- WHAT TO PRODUCE
Turn all the records below into a JSON list of strings, with one string per line and no blank lines. Leave the pictures out.

- INPUT DATA
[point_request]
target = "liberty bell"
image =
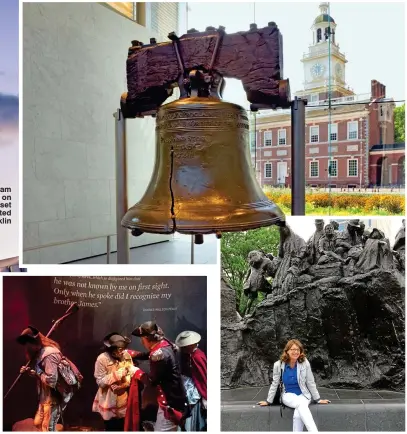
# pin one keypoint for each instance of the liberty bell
(203, 181)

- ANSWER IN FULL
[
  "[point_request]",
  "target = \"liberty bell\"",
  "image =",
  "# pin one keypoint for each instance of the liberty bell",
  "(203, 181)"
]